▸ Work to be completed
Among the entries below, how many lines hold the word "flagpole"? Reply with the number only.

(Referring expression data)
——

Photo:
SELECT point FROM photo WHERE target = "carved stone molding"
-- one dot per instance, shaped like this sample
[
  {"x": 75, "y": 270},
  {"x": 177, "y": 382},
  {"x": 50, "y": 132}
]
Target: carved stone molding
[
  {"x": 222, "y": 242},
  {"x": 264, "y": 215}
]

——

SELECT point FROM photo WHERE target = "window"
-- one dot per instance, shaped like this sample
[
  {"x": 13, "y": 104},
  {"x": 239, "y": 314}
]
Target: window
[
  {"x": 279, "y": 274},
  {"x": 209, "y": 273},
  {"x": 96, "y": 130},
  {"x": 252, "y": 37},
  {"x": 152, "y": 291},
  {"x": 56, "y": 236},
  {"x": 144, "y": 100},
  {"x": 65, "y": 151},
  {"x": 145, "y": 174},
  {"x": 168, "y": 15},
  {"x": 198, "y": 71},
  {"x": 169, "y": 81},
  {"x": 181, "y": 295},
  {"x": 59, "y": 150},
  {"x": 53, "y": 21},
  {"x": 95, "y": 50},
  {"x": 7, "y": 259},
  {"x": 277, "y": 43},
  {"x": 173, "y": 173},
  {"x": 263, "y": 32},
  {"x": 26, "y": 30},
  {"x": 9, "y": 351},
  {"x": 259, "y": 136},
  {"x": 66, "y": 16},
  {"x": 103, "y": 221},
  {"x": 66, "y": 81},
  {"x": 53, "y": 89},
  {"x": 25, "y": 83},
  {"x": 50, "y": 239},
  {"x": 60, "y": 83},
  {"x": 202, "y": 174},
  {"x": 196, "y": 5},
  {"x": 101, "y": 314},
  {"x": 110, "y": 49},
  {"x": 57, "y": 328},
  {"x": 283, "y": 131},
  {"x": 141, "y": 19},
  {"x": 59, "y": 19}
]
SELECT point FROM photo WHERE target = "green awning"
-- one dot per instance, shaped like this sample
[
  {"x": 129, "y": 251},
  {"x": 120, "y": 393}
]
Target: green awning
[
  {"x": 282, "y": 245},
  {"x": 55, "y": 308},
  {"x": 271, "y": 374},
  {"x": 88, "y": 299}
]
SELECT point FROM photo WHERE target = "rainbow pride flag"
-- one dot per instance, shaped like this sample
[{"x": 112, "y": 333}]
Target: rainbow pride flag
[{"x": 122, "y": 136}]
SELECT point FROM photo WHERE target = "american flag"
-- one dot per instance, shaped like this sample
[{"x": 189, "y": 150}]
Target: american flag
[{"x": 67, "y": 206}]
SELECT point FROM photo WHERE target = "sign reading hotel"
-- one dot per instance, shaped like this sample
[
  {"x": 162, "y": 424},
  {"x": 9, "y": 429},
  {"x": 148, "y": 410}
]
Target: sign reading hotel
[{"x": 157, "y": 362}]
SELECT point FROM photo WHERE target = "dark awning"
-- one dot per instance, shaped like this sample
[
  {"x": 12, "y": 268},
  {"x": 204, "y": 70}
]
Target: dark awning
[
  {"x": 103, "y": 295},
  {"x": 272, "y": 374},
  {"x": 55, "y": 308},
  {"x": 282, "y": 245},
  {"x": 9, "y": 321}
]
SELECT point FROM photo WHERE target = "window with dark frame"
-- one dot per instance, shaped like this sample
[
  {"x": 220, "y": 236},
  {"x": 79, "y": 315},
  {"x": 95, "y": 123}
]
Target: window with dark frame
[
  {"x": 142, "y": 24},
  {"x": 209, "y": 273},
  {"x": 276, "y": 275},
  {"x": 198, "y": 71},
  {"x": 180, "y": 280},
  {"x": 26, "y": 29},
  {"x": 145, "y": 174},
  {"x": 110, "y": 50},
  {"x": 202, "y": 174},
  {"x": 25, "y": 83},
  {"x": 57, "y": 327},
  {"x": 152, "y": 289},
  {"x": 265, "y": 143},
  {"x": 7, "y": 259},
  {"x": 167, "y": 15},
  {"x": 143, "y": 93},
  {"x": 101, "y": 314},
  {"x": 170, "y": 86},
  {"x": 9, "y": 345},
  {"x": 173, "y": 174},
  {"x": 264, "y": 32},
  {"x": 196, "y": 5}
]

——

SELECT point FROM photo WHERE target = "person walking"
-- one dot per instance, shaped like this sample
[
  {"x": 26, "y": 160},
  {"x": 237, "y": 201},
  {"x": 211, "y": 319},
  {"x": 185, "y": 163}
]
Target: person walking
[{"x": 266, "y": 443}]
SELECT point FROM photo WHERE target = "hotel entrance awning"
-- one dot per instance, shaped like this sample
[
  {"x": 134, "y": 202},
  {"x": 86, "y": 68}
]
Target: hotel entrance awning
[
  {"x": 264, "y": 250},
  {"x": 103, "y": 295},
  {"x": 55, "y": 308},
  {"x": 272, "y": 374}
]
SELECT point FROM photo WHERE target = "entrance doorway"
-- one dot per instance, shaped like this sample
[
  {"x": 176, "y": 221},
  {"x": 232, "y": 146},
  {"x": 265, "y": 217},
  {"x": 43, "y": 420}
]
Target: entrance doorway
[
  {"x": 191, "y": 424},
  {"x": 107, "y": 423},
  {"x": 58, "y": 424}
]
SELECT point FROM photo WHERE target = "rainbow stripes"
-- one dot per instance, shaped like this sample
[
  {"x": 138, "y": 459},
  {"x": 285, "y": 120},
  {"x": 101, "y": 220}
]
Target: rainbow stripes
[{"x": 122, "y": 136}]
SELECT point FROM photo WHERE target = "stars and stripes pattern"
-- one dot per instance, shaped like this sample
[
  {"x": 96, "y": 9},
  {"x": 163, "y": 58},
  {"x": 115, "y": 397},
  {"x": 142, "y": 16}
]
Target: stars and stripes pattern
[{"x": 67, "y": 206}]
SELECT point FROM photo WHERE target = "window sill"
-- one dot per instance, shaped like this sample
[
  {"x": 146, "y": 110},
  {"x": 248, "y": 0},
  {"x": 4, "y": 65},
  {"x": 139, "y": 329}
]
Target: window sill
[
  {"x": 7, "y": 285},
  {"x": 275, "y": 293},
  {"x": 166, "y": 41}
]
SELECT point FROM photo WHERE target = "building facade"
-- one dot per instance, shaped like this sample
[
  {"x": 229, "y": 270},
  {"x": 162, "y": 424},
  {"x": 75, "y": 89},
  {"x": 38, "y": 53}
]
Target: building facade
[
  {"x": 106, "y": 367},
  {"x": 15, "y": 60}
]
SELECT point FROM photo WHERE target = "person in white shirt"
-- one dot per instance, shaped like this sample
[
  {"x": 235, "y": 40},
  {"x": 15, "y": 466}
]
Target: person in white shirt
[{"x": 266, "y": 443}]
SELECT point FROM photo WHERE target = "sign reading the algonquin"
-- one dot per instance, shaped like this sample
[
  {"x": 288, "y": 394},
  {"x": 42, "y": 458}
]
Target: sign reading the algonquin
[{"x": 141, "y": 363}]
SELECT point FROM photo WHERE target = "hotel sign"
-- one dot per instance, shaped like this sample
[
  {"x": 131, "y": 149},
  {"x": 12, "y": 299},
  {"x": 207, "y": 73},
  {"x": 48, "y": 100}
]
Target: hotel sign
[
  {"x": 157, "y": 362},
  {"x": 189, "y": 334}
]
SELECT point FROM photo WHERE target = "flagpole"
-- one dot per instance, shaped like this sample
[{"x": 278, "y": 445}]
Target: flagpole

——

▸ Your solution
2